··· INPUT FOR THIS TASK

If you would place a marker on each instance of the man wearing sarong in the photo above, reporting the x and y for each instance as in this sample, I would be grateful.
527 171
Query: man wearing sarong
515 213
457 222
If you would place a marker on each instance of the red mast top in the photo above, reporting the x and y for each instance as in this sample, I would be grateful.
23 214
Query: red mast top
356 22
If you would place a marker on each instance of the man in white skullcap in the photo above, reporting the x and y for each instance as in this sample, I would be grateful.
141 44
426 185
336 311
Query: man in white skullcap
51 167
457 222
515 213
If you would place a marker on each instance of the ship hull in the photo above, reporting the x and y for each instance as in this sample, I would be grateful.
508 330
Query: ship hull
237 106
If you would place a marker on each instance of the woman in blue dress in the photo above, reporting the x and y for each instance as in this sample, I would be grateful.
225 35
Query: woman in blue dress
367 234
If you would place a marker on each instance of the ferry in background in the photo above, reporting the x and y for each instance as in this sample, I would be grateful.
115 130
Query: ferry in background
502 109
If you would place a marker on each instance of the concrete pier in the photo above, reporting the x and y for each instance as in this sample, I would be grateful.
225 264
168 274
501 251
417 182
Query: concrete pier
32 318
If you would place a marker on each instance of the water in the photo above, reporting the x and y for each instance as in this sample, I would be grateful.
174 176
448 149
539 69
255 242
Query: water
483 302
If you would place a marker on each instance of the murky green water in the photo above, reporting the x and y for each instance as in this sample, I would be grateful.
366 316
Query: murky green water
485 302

······

* TASK DESCRIPTION:
Your answer must be an exact copy of every record.

* TASK OUTPUT:
If you would place a marker on each instance of the man wearing sarong in the photo above, reporting the x and y for each instance as in this sample, I would be grateful.
527 171
Query: man wearing sarong
515 213
457 222
If you would place a marker on each instance of the red mast top in the photo above, reporting the x and y for each instance as in this sample, I would be grateful.
23 214
Query: red mast top
356 22
If you would place a marker on each instance of the man in white skullcap in the photo above, reporting the x and y for each instance as in this sample, I would be grateful.
141 44
426 185
336 311
Query: man in white skullcap
51 167
457 222
515 213
If you would place a marker on each instance of the ship hull in the photo above, reporting the x and y for each instance as in this sample, I would be grateful.
508 330
Query: ship hull
237 106
If you would place a marker on each instance of the woman in blue dress in the photo above, reporting the x and y for each instance as in this sample, I would be grateful.
225 35
Query: woman in blue dress
367 234
If you would place a marker on each instance of the ferry in background in the photo above, reporting the x and y for each instance as in this sample, I would be grateful.
115 130
Query: ferry in background
502 109
If you would place a marker on each instance of the concrete pier in the photo above, reporting the x and y for each instance as in this sample, I would be grateful.
225 264
168 274
501 251
417 182
Query: concrete pier
32 318
If you would place a marker on each instance of the water in the photo above, reporting the x and y for each instance as in this sample, I would be grateful.
174 176
448 149
539 69
255 242
Query: water
483 302
If you would place a marker on each instance of the murky green water in the photo above, reporting the x and y for each instance as in this sample, I would be grateful.
366 316
Query: murky green water
485 302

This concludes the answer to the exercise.